[MATERIAL FOR THE TASK]

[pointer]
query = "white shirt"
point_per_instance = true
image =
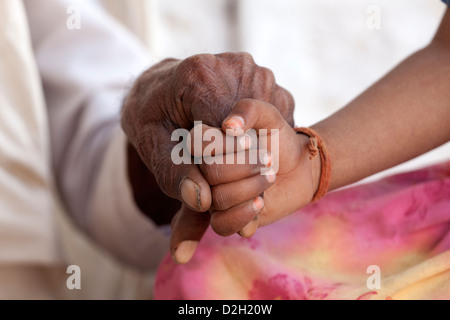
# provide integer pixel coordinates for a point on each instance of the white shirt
(85, 74)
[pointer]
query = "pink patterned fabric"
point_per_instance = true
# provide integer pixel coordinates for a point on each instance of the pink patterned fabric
(400, 224)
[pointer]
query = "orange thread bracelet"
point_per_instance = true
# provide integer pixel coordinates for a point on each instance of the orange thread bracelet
(317, 146)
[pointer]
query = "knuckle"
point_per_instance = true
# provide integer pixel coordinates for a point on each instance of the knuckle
(211, 173)
(219, 198)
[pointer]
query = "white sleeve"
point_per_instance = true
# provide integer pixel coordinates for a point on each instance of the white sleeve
(86, 73)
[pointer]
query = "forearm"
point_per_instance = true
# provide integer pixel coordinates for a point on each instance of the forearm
(405, 114)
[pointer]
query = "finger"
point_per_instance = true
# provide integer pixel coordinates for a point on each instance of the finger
(253, 114)
(231, 221)
(232, 167)
(250, 229)
(174, 170)
(226, 196)
(187, 228)
(206, 141)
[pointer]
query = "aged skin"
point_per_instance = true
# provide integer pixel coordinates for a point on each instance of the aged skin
(173, 94)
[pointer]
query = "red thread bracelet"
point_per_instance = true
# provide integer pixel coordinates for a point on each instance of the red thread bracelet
(317, 146)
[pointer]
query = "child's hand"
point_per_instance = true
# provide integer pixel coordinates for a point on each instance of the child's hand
(288, 178)
(297, 176)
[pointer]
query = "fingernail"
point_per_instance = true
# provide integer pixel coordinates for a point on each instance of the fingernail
(235, 122)
(245, 142)
(190, 193)
(249, 230)
(267, 159)
(184, 252)
(271, 176)
(257, 204)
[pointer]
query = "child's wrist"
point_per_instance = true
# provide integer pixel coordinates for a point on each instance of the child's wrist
(314, 161)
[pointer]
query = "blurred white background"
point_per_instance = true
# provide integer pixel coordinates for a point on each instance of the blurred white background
(324, 52)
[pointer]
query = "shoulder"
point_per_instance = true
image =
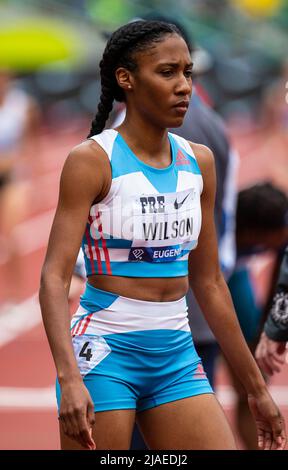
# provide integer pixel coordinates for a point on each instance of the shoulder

[/MATERIAL FOR THE TASK]

### WORK ITEM:
Within the data above, how many lines contain the word "shoulder"? Write only the number.

### ANSWER SPACE:
2